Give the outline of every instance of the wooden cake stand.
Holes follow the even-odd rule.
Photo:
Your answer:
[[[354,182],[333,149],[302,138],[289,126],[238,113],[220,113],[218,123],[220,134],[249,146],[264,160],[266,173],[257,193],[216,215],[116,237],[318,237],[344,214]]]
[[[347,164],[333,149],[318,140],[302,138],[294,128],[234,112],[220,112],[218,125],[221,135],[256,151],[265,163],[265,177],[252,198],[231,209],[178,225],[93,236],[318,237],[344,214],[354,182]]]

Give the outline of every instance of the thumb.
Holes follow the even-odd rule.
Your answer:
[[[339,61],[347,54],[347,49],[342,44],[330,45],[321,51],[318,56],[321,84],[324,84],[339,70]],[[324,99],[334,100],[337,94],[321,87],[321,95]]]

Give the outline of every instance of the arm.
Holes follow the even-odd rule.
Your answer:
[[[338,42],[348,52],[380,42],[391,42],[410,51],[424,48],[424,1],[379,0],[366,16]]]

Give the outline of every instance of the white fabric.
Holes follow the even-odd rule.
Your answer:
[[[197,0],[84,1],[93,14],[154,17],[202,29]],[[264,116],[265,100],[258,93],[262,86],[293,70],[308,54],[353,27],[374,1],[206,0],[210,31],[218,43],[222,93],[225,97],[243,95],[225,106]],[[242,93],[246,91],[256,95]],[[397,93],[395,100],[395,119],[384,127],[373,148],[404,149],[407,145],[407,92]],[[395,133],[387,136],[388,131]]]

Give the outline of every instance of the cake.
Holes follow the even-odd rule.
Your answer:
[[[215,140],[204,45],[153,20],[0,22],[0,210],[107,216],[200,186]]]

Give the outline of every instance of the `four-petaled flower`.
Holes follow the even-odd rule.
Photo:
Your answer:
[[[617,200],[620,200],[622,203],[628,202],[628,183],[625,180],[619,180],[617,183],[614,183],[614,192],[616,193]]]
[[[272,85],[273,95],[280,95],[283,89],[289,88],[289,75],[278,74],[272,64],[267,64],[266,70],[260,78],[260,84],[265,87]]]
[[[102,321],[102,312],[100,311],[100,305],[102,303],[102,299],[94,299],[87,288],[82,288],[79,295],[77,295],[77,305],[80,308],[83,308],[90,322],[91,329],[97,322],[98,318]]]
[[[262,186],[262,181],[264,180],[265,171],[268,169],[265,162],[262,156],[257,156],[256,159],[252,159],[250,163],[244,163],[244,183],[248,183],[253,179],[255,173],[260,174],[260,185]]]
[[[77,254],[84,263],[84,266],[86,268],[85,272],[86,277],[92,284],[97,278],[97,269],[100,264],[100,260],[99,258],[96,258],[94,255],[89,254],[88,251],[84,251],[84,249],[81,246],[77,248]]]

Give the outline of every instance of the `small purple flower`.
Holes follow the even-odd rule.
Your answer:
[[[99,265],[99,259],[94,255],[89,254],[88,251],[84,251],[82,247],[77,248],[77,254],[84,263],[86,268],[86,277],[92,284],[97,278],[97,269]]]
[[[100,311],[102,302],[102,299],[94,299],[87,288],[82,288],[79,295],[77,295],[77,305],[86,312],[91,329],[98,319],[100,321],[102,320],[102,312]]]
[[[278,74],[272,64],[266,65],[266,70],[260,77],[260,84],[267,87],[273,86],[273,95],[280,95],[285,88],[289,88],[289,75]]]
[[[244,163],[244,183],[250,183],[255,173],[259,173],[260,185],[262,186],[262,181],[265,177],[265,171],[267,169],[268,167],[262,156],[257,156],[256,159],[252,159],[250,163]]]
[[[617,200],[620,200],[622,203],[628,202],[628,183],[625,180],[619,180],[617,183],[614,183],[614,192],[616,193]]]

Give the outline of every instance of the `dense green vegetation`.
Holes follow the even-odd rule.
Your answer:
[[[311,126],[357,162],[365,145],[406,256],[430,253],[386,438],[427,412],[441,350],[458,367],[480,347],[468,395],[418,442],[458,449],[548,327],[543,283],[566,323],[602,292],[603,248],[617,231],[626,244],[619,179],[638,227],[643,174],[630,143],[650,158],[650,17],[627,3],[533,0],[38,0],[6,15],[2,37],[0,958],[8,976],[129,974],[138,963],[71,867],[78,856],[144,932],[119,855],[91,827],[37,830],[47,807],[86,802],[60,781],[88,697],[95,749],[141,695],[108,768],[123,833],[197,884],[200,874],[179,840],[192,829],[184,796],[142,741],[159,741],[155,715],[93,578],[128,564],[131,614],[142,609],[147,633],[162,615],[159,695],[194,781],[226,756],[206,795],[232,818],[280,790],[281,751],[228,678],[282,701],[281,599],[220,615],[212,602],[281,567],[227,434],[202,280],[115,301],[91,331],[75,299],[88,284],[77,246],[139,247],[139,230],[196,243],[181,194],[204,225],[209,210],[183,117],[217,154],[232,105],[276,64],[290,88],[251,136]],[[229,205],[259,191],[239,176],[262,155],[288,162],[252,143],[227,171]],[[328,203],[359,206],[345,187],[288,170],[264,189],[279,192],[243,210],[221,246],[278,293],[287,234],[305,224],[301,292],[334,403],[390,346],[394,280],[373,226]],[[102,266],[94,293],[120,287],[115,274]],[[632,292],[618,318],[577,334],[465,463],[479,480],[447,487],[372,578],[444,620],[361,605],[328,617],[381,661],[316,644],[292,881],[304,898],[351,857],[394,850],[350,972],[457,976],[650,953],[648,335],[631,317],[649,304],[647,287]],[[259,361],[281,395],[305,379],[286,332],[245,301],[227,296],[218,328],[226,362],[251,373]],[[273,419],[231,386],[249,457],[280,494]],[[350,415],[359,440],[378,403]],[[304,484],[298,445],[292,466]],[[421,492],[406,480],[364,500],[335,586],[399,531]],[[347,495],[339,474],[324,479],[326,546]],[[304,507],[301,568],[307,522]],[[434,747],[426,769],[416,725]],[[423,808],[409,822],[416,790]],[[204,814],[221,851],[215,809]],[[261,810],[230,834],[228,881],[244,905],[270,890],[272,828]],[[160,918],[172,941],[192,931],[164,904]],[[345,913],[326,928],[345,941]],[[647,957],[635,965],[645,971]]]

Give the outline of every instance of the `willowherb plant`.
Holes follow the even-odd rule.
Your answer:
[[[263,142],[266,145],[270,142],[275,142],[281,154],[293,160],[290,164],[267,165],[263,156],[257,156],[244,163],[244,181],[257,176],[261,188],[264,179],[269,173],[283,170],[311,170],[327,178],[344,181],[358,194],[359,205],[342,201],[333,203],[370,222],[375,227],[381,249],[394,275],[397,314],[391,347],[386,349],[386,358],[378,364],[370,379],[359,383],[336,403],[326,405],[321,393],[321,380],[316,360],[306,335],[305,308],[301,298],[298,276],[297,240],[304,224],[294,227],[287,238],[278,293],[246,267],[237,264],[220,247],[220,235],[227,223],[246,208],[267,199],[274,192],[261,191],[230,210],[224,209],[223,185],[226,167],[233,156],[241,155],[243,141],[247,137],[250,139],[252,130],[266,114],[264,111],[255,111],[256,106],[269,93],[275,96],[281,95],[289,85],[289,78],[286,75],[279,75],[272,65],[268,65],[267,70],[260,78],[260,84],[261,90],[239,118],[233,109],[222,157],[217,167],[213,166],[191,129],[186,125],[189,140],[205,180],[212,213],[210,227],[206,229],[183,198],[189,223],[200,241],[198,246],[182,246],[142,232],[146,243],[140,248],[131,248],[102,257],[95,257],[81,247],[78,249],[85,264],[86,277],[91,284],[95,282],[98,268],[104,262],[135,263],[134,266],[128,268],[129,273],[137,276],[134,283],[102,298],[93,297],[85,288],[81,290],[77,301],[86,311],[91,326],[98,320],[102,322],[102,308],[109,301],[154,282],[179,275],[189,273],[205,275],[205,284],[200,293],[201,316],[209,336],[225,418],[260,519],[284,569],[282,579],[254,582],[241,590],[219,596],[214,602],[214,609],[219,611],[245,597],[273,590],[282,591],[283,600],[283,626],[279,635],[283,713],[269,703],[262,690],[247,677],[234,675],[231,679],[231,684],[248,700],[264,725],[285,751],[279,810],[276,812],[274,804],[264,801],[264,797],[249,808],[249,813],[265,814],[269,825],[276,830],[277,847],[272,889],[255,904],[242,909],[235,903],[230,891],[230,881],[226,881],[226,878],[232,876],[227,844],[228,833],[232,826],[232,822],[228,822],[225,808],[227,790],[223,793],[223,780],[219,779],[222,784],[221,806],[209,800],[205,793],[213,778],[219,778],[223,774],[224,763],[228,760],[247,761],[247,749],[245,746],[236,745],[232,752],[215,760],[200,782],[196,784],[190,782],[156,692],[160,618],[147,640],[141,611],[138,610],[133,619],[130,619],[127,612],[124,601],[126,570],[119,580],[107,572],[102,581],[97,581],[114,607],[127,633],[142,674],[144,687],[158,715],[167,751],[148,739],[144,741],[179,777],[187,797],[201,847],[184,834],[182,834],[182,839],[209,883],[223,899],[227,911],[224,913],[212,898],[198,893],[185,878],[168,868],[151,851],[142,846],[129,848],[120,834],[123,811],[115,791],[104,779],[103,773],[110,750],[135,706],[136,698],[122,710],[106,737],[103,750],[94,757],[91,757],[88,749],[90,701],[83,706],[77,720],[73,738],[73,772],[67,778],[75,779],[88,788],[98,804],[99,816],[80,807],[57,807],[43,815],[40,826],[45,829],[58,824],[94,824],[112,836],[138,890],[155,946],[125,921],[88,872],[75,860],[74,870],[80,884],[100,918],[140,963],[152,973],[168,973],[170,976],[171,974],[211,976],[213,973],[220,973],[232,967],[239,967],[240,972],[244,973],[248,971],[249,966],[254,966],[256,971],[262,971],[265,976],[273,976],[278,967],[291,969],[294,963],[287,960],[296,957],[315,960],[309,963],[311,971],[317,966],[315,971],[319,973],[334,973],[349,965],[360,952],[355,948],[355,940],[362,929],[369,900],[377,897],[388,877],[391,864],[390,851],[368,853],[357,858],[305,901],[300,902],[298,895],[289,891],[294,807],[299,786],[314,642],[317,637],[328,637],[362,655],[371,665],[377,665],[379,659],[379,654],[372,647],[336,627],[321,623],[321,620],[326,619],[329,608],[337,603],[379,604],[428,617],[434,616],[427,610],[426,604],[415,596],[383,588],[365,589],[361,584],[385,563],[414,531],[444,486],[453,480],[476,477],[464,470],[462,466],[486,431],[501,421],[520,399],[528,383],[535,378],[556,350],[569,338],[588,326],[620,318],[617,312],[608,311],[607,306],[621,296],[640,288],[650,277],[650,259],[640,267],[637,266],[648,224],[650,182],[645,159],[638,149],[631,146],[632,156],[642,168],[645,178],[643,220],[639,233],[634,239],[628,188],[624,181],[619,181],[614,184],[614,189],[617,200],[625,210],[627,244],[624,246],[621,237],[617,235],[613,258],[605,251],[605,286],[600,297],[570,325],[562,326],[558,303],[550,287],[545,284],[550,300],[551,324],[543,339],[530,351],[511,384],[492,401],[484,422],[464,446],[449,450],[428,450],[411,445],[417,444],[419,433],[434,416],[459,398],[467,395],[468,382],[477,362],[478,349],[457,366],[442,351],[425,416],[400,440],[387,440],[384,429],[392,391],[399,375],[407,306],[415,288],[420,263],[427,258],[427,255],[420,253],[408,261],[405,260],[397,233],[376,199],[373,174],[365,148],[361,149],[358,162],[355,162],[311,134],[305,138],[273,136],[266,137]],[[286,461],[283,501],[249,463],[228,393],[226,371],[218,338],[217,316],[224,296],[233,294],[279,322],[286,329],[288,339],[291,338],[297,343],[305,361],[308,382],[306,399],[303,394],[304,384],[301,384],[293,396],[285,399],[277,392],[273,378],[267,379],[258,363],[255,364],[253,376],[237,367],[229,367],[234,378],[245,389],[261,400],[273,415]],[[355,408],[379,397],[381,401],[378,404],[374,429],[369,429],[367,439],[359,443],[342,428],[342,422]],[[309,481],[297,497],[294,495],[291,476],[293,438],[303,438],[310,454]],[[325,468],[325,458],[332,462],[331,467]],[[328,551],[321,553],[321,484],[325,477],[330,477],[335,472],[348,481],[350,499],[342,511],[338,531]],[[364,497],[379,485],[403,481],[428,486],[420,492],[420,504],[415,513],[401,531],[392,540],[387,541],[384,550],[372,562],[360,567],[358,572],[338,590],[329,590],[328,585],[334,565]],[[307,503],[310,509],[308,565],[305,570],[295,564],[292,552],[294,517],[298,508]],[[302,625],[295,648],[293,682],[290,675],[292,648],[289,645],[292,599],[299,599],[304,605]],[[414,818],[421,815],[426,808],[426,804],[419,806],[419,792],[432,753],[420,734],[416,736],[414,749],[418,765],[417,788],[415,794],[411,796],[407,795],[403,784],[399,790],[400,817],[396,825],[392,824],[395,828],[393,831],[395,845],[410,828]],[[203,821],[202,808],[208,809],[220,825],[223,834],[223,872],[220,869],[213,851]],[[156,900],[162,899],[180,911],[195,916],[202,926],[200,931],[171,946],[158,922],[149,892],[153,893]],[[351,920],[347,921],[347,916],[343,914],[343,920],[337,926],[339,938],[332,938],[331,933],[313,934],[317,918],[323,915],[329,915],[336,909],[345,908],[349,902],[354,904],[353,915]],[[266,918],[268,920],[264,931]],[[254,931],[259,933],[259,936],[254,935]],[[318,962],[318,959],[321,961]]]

*TO BE DONE:*
Which lines of the data contain the string "every", with case counting? Pick out each such line and copy it in full.

*RESULT OF THIS TASK:*
Give the outline of every instance of the wooden cake stand.
Give the outline of every instance of the thumb.
Give the outline of every instance of the arm.
Give the outline of every instance of the white fabric.
Give the outline of every instance of the cake.
Give the outline of every instance of the `four-petaled flower`.
Give the outline of every instance of the `small purple flower`.
Give the outline of every instance of the `dense green vegetation`.
Give the outline of every instance of the `willowherb plant`.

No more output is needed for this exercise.